Louise Doherty: Hello and welcome to the latest episode of Thinking Forward with myself, Louise Doherty and Mike Ambery, where we explore the trends and developments affecting the UK pension industry. So to help with the episode, Mike and I are lucky enough to be joined by Anthony O’Brien. Anthony is our Head of Market Strategy at Phoenix Asset Management. So Anthony, thank you for joining us.
Anthony O’Brien: Thank you very much for the invitation to come.
Louise Doherty: In this episode, we’re going to look at international economics and political trends. As many of you will know, 2024 has been dubbed the year of the global elections. More voters than ever are going to be heading to the polls. Even the number actually isn't agreed. I thought I'd read 70. Mike, what did you have 64?
Michael Ambery: We were going for 64. But, you know, I'm geometric, so, it could be any number. I think it’s half the world's population just abouts? And 60% of the economic output for the world.
Louise Doherty: I'm going to put you on the spot Anthony. What does this actually mean for us? Does it mean anything? I'm not sure.
Anthony O’Brien: Well, the economic influence of elections tends to be overstated. They've only really had a significant effect if the government is promising structural change, is, promising to interfere with monetary policy or to change the geopolitical stance, and then you have to even have the institutional framework or landscape to be able to provide those changes. So, you know every election might seem super important, but the economic effect, as I say, is, you know, can be rather more, you know, sort of dubbed down.
Louise Doherty: What about, I suppose, then for investments, is it good, bad? Does it have an impact?
Anthony O’Brien: Again it's uncertain. You know, and this year has provided many examples of that. The amounts of times that I read from financial analysts about two months going into a US election, you know, markets do so and so, two months coming out of the US election, markets do something else.
But each election is different. You know, is the incumbent involved is standing for re-election. Is the economy in a recession and therefore you’re reducing the sample size of any of those, events to something which is quite insignificant. So I don't think you can actually read a general term into it. Again, if you look at asset price performance in the outcome of the UK election, which you had a huge Labour majority that would have been entirely different had we had, you know, the same outcome in the 2019 election when Jeremy Corbyn would have won.
And then we look at, you know, France. And that was genuine uncertainty, where President Macron called a snap assembly election, and markets were thrown into turmoil with that decision. So I think what markets don't like is uncertainty. So in a race which is 50/50, where the outcome is binary between if one side or the other, wins. And then, you know, markets generally do not like that and react with quiet, significant volatility. And that leads us to the US election, I suspect.

• [TASK LIST]:
[A] List every speaker in the podcast transcript by the name given in the speaker labels, in the order they first speak.
[B] Extract from the podcast transcript the stretch from "Louise Doherty: In" through "you have 64?", keeping every word unchanged.

(Stored items)
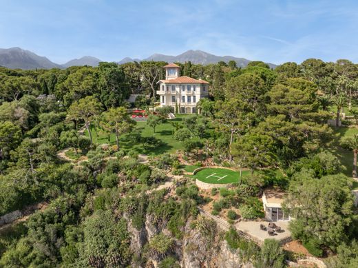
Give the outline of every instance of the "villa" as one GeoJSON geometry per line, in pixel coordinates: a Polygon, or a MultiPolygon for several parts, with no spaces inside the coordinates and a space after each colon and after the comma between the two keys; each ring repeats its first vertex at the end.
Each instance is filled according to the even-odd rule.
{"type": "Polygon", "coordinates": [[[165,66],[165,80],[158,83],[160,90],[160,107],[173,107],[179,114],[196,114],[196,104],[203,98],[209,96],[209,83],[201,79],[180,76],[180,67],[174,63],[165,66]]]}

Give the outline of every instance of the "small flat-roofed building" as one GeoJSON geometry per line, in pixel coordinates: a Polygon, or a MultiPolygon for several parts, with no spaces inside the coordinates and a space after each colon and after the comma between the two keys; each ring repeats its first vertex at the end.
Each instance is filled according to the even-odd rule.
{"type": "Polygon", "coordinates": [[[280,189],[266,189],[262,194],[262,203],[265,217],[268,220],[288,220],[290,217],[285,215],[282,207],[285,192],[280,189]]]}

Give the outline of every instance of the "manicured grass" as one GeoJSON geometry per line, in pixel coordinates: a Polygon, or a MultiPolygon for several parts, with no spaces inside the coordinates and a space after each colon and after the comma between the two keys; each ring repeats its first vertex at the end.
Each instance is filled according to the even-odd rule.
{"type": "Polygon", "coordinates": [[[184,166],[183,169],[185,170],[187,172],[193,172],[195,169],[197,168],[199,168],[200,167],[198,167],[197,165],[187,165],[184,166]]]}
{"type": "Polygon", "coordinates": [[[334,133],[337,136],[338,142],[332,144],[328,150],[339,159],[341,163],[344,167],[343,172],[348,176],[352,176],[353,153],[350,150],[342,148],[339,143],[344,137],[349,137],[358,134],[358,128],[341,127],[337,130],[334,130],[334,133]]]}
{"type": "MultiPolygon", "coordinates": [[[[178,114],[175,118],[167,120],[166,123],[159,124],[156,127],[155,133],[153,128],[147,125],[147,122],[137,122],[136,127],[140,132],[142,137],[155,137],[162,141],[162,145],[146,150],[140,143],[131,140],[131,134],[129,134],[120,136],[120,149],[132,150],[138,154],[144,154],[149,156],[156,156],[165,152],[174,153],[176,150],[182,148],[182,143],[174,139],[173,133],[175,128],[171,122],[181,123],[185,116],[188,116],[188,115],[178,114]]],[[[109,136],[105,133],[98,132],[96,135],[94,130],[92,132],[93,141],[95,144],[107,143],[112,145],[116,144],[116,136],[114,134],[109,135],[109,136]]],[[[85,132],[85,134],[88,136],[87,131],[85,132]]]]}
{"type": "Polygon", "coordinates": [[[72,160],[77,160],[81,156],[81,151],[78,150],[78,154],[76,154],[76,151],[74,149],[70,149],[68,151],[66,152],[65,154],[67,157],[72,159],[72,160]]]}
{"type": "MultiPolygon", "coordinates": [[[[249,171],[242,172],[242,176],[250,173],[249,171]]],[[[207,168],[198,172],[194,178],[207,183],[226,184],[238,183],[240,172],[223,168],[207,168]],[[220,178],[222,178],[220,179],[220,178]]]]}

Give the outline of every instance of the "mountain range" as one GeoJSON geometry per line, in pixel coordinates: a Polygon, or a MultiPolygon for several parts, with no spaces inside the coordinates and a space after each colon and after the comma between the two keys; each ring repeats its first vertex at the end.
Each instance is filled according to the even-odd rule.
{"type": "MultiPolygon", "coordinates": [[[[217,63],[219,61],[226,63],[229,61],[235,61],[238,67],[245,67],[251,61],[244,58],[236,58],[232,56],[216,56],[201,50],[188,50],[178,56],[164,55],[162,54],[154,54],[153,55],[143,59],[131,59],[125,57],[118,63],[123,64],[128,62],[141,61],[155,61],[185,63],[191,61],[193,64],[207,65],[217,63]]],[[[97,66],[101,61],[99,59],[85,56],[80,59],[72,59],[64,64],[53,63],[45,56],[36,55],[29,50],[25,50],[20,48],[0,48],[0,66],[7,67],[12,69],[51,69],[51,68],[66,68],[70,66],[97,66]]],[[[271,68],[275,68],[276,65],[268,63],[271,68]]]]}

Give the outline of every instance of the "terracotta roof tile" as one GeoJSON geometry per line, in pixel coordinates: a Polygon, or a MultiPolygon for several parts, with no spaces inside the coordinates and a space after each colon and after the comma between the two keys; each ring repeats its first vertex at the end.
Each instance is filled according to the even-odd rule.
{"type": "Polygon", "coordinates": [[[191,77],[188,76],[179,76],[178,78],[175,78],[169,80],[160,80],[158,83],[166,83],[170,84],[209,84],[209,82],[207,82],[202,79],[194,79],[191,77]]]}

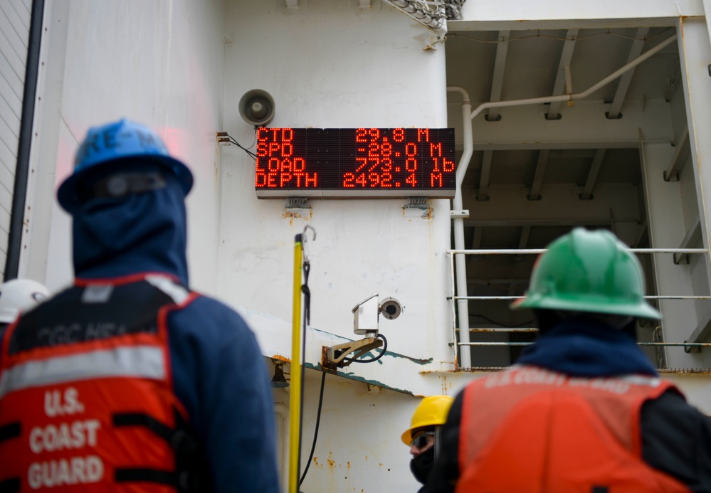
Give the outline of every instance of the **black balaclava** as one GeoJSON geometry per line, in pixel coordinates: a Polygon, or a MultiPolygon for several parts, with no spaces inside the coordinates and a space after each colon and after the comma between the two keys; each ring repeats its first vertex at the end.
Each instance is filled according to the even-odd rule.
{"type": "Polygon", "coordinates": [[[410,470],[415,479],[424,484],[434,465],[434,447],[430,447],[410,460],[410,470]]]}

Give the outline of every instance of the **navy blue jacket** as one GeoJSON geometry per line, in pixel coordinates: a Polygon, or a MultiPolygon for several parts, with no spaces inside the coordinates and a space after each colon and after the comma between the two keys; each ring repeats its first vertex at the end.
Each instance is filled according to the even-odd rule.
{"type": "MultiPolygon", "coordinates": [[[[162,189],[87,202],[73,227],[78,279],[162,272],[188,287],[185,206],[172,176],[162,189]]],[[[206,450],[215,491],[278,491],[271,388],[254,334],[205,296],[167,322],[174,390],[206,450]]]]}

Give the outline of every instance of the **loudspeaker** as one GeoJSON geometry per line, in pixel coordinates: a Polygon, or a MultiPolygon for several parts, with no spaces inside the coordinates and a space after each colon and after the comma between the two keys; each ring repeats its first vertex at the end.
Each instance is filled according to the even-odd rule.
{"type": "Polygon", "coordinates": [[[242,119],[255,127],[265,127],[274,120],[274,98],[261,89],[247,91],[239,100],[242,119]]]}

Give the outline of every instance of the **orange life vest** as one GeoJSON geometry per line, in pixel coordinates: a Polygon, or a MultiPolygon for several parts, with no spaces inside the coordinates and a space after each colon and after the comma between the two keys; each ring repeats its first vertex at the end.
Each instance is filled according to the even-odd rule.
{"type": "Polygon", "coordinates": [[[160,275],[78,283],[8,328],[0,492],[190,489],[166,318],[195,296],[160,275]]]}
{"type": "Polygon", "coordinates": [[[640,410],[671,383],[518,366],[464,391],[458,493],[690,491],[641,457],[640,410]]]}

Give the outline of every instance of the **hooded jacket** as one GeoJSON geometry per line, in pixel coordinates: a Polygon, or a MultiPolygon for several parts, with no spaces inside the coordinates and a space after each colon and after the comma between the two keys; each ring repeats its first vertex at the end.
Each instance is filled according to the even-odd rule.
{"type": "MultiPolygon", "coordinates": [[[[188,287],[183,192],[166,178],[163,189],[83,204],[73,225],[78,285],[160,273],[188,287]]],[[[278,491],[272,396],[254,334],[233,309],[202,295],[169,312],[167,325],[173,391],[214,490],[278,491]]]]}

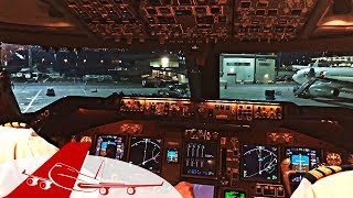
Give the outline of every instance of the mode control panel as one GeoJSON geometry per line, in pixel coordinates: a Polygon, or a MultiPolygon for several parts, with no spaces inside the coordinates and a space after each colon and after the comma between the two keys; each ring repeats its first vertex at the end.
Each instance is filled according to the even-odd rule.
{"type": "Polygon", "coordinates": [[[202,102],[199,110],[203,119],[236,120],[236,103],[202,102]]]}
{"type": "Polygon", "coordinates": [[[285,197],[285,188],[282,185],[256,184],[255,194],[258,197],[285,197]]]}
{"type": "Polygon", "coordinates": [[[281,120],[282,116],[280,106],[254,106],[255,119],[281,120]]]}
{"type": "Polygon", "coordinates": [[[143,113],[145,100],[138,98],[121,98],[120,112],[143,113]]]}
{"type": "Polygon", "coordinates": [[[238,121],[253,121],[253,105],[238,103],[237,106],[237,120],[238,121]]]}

• [SOLUTION LIST]:
[A] Louise Doherty, Anthony O’Brien, Michael Ambery

[B]
Louise Doherty: In this episode, we’re going to look at international economics and political trends. As many of you will know, 2024 has been dubbed the year of the global elections. More voters than ever are going to be heading to the polls. Even the number actually isn't agreed. I thought I'd read 70. Mike, what did you have 64?